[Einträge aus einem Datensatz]
------------

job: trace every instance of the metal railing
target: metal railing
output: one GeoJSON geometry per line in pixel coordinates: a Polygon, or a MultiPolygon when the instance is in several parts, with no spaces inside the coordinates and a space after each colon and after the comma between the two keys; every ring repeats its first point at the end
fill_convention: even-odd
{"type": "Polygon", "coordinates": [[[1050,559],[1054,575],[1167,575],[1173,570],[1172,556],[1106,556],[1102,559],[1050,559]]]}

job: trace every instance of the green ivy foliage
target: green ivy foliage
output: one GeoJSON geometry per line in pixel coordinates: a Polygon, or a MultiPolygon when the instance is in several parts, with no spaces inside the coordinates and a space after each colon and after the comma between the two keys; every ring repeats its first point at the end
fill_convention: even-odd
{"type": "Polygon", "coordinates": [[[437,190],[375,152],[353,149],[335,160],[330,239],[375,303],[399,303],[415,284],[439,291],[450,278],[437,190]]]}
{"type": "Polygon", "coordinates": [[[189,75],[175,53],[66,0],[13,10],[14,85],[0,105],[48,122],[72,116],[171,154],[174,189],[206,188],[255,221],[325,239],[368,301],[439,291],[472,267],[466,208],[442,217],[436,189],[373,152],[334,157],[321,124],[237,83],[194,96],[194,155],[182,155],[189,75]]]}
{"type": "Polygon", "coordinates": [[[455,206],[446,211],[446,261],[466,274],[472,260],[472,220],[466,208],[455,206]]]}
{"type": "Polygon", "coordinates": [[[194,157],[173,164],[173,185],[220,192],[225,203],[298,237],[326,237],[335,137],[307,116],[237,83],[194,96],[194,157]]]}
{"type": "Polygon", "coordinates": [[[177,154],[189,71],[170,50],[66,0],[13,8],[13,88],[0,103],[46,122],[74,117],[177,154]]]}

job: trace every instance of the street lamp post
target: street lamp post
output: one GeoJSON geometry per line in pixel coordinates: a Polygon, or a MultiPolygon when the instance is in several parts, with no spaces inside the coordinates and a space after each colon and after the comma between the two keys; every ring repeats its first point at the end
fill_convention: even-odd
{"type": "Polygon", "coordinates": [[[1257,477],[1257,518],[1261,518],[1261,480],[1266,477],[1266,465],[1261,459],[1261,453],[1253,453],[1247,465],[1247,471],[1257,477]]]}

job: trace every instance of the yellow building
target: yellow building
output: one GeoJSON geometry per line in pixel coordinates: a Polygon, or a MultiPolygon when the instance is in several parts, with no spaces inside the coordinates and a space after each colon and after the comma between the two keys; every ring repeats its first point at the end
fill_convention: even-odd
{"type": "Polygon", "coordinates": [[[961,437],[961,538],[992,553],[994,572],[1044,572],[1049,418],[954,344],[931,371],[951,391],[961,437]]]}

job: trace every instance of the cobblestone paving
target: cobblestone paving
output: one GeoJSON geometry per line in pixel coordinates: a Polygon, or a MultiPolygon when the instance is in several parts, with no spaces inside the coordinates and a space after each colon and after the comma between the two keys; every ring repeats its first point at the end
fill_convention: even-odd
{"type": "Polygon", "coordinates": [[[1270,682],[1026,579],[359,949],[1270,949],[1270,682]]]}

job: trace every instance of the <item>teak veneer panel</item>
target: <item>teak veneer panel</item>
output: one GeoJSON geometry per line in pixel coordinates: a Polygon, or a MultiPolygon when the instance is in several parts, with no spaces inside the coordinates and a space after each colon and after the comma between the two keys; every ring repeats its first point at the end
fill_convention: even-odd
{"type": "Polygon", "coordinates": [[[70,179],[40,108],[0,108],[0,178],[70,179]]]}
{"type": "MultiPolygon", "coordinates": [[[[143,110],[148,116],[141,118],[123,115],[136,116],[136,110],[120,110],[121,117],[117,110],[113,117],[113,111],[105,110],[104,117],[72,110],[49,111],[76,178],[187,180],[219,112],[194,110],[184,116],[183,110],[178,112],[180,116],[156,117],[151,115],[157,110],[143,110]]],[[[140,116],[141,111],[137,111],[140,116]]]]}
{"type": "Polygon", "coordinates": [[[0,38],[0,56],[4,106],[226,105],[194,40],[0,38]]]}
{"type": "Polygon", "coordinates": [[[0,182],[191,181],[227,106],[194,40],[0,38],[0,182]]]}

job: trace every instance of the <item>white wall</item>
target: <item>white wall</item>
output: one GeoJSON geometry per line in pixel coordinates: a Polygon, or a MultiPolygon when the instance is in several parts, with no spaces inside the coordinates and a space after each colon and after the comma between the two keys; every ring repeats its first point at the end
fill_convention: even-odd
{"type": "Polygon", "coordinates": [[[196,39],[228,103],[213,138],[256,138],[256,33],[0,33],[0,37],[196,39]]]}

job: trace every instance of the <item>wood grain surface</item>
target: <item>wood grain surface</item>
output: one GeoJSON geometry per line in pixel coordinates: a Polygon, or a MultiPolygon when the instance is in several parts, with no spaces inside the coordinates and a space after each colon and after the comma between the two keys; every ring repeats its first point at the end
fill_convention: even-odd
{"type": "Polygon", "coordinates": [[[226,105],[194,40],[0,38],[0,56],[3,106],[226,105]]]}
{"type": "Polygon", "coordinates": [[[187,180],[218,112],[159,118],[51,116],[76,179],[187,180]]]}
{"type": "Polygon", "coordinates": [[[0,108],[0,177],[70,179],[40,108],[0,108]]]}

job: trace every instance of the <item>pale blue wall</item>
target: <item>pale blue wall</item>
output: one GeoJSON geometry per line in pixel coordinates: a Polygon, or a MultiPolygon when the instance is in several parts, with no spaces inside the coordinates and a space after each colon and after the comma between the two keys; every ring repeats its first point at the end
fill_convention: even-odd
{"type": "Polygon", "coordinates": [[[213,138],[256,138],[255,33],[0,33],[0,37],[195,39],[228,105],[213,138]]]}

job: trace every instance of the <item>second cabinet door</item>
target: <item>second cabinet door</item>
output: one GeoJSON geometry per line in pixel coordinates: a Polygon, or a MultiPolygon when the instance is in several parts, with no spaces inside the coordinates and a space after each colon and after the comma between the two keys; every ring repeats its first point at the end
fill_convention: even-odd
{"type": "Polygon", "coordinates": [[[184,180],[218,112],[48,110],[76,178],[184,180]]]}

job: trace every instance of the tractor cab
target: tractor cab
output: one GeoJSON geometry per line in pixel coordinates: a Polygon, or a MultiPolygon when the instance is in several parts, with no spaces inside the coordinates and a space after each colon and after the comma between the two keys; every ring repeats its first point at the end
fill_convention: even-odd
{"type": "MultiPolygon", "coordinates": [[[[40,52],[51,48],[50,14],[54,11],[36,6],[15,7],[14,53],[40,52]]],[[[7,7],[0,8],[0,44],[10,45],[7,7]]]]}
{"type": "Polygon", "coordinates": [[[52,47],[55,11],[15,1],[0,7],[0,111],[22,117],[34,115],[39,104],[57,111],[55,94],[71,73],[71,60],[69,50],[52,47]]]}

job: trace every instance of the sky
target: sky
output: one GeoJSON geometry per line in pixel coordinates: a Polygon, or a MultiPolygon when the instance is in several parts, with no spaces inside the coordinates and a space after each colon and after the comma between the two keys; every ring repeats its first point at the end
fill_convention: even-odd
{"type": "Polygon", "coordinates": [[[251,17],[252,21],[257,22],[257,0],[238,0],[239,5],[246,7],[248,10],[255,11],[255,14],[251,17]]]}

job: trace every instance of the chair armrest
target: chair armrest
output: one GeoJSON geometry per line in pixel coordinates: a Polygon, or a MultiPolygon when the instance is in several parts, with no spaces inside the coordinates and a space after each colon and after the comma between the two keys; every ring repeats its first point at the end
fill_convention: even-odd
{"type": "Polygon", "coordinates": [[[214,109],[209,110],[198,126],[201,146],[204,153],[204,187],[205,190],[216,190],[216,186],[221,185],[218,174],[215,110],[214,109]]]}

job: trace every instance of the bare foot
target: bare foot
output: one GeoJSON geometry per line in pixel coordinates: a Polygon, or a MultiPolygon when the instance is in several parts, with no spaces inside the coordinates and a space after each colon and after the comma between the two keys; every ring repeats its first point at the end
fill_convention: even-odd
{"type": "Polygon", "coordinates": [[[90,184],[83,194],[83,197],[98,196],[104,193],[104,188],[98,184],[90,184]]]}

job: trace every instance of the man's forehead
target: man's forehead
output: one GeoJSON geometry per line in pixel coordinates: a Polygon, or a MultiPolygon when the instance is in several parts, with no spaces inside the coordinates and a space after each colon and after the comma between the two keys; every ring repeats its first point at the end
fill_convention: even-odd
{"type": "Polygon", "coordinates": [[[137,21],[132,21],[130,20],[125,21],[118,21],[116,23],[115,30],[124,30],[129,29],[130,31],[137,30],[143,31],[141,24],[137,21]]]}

------------

**Deine Aufgabe**
Aktualisiere den Teil, der mit der Zeile mit „job: trace every instance of the street“ anfängt und mit der Zeile mit „target: street lamp post“ aufhört, indem du „street lamp post“ durch „streetlight pole“ ersetzt und sonst nichts änderst. Gib nur diese Zeilen zurück.

**Erledigte Aufgabe**
job: trace every instance of the streetlight pole
target: streetlight pole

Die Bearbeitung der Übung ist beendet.